[Coordinate annotation records]
....................

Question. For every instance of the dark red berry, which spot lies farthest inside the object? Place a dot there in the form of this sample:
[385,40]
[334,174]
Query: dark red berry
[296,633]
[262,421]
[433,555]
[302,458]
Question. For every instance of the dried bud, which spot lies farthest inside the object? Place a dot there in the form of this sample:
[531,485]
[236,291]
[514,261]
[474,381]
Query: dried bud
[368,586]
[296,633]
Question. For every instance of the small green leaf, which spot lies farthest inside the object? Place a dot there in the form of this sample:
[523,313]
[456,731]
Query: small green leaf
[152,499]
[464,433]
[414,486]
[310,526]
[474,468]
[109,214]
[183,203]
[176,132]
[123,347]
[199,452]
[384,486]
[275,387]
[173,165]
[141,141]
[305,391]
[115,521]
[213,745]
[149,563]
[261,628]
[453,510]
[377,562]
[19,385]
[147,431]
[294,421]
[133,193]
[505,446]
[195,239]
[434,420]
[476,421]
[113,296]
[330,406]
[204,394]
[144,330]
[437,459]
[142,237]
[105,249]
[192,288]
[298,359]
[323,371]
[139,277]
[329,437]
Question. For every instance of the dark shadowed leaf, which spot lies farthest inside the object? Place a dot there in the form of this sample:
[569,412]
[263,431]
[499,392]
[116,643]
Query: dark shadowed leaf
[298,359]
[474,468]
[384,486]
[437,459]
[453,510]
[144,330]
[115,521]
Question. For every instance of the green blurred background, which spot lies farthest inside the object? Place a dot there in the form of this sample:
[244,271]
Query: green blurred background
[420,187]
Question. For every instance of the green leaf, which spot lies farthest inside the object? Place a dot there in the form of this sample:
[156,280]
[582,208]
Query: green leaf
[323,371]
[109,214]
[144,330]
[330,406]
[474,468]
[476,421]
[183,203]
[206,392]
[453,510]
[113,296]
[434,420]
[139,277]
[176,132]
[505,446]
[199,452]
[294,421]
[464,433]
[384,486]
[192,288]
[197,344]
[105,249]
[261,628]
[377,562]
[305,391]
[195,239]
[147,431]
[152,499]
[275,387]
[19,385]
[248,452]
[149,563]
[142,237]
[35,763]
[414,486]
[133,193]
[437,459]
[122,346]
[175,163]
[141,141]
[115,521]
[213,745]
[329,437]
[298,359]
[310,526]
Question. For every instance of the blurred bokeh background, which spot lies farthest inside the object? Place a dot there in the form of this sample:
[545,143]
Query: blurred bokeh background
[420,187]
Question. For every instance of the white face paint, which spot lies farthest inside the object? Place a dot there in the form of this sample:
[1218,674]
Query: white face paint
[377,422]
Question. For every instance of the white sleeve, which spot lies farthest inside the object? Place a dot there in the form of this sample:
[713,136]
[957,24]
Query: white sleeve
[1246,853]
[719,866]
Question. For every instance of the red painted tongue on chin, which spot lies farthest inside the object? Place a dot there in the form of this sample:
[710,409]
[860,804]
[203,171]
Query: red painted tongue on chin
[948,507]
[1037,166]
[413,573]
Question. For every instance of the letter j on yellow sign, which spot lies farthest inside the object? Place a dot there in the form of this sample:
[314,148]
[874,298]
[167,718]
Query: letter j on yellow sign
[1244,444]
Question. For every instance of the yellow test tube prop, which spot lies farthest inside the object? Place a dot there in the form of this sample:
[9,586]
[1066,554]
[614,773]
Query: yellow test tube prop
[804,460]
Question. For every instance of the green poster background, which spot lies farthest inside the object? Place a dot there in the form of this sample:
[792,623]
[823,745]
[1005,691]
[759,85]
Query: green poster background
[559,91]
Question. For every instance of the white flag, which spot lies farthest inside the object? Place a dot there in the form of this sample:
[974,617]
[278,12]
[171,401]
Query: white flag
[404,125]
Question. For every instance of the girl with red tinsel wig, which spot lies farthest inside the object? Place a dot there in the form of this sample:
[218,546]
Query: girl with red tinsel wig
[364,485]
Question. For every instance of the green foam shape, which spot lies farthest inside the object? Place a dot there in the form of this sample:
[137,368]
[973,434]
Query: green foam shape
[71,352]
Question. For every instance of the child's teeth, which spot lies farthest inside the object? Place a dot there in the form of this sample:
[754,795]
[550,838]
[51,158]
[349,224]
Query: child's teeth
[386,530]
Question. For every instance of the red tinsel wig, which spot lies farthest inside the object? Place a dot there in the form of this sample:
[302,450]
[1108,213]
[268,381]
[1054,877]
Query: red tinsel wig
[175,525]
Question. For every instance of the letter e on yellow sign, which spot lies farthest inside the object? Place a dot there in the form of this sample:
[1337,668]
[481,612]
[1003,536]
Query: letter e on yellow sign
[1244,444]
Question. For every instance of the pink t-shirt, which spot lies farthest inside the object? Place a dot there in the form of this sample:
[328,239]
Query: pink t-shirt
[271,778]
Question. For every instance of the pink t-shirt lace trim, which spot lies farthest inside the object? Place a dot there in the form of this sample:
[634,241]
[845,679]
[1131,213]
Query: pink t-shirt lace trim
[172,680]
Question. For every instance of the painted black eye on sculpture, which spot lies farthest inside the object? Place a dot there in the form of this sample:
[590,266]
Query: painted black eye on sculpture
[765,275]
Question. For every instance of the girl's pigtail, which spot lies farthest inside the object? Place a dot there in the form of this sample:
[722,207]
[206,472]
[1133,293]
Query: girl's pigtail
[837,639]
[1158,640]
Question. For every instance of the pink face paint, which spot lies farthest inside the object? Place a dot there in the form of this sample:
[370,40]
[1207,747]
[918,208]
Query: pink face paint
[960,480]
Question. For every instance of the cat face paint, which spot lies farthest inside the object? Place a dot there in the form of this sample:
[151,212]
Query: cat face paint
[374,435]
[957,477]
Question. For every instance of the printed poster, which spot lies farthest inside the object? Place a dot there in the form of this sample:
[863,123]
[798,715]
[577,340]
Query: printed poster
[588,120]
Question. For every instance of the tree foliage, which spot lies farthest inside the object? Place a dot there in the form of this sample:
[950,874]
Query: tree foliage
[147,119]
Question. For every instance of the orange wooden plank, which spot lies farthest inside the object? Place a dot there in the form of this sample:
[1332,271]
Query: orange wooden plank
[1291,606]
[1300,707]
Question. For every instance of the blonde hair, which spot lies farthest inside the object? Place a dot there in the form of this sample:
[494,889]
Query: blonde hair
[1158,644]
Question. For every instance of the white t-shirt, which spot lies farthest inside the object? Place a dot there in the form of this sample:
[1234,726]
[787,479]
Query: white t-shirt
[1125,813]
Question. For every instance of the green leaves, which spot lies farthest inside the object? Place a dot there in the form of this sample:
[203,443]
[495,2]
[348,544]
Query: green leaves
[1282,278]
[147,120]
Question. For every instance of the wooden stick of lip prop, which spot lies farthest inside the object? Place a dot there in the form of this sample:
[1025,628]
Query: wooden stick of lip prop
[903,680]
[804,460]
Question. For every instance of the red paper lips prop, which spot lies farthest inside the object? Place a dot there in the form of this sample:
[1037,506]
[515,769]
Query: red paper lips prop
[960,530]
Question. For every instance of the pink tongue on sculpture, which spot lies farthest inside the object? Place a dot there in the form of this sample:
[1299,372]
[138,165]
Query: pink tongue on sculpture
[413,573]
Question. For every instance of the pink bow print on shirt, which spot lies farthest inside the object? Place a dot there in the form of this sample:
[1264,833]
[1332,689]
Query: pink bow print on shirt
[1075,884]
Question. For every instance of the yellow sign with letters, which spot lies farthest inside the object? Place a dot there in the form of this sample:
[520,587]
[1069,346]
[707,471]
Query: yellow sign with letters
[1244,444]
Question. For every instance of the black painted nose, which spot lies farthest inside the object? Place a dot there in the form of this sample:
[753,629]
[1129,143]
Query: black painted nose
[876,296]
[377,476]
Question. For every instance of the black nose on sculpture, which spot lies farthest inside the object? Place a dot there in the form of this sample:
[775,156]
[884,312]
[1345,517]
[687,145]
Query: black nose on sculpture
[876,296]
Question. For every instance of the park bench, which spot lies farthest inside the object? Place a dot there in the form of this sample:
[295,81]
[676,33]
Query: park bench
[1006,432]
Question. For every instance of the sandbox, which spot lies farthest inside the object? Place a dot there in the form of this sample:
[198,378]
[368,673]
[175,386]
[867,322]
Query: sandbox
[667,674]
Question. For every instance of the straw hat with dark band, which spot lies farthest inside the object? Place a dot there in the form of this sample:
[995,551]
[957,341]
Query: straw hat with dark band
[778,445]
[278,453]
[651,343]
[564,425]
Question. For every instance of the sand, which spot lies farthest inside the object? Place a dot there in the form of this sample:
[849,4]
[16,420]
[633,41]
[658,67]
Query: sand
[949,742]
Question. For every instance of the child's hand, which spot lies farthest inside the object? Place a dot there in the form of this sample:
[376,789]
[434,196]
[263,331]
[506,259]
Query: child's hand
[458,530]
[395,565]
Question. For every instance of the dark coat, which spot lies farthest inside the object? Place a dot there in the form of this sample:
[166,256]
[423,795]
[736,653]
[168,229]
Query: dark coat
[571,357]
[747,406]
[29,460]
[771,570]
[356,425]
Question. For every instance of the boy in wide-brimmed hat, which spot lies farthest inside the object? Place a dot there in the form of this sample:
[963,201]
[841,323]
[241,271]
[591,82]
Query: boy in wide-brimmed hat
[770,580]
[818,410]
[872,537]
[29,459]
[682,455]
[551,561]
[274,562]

....................

**Request**
Write out the lines above, starting at the line that contains "Question. For every instance of the yellow sign" and ending with the final line, and nothing else; copy them exactly.

**Result of this task**
Question. For every instance of the yellow sign with letters, which spot lies farthest inside the object? Place a dot there in the form of this sample:
[520,587]
[1069,346]
[707,471]
Query: yellow sign with letters
[1244,444]
Question. For every instance of the black painted nose, which spot lies farthest inside the object? Place a dot there in the form of this sample:
[753,629]
[1129,143]
Query: black painted nose
[876,296]
[377,476]
Question. For every instance of the black nose on sculpture, which spot lies farthest inside the object? Place a dot there in the form of this sample:
[775,156]
[884,312]
[1345,517]
[687,145]
Query: black nose on sculpture
[876,296]
Question. For every instance of the park bench, which spot lies farthest inside the object? Place a dot there in the form of this sample:
[295,81]
[676,33]
Query: park bench
[1006,432]
Question. For every instance of the sandbox, which spot lies farthest inside the object? Place a dot there in the form of this sample:
[198,378]
[368,673]
[175,386]
[867,322]
Query: sandbox
[667,674]
Question. For every instance of the straw hat with dark band, which spot lies farthest inside the object? Place a dot there in the form of this sample:
[995,551]
[957,341]
Query: straw hat with dark band
[778,445]
[278,453]
[651,343]
[564,425]
Question. For every instance of the sand, which spot lies farthest inside the object? Place a dot there in the form of this sample:
[849,4]
[16,420]
[633,41]
[658,67]
Query: sand
[949,742]
Question. For every instance of the child's hand, which spot lies farthest inside the object? Place a dot there in the form of this sample:
[376,789]
[434,196]
[263,331]
[506,259]
Query: child's hand
[458,530]
[395,565]
Question. For every instance of the dark coat, which spot lies farthest inside the object? Place a dot there in the form of this sample:
[166,256]
[423,795]
[736,653]
[168,229]
Query: dark coat
[571,357]
[747,406]
[29,460]
[771,570]
[356,425]
Question. For every instance of the boy in wide-brimmed hat, which spot lies farthest inside the object? Place a dot there in the form of this sample:
[963,201]
[841,323]
[241,271]
[591,82]
Query: boy in wide-brimmed hat
[770,580]
[818,410]
[872,537]
[29,459]
[682,455]
[551,561]
[274,562]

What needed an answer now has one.